▶ _Provided passage_
Imagine this scenario: a blood sample is used to diagnose certain kinds of solid cancers. It can also monitor the amount of cancer in a patient’s body, and even one's responses to treatment. Now, researchers at Stanford University School of Medicine have found a way to turn this scenario into reality.
Previous versions of the approach, which rely on monitoring levels of tumor DNA circulating in the blood, have required cumbersome and tedious steps to customize it to each patient. They also have not been sensitive enough.
The researchers' new approach, published in a paper in Nature Medicine, is very specific and sensitive and it is expected to be broadly applicable to many types of cancers. In fact, the researchers accurately identified about 50 percent of people in the study with stage-1 lung cancer and all patients whose cancers were more advanced.
The researchers’ technique, which they named CAPP-Seq, for Cancer Personalized Profiling by deep Sequencing, is so sensitive that it can detect just one molecule of tumor DNA in a sea of 10,000 healthy DNA molecules in the blood.

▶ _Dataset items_
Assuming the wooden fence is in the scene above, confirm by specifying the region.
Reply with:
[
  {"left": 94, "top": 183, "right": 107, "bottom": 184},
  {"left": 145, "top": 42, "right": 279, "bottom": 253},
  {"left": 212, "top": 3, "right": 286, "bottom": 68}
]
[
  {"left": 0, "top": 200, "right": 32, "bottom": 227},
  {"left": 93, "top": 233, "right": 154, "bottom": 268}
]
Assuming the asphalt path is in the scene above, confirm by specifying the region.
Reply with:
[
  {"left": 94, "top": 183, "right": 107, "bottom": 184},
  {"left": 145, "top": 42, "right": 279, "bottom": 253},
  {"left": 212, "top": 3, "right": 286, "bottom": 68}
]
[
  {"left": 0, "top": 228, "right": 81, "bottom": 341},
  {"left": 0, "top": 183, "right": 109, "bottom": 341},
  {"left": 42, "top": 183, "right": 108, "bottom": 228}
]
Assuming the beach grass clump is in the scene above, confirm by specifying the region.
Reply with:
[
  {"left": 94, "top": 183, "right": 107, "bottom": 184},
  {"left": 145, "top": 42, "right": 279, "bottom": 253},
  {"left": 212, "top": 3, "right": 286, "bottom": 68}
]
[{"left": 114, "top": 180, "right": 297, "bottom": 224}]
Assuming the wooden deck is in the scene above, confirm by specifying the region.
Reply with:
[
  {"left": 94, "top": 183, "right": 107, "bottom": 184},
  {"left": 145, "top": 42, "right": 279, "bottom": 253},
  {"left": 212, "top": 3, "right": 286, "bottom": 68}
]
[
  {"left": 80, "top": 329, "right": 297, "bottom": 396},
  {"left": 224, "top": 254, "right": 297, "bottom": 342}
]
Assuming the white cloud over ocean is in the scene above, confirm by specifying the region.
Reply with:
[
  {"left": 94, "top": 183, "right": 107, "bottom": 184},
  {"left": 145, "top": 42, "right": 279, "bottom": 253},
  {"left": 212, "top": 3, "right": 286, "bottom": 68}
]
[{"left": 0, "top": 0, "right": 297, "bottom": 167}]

▶ _Aim of the task_
Reproduce the passage on the CAPP-Seq blood test from "Imagine this scenario: a" to "scenario into reality.". These lines were taken from a separate source.

▶ _Answer space_
Imagine this scenario: a blood sample is used to diagnose certain kinds of solid cancers. It can also monitor the amount of cancer in a patient’s body, and even one's responses to treatment. Now, researchers at Stanford University School of Medicine have found a way to turn this scenario into reality.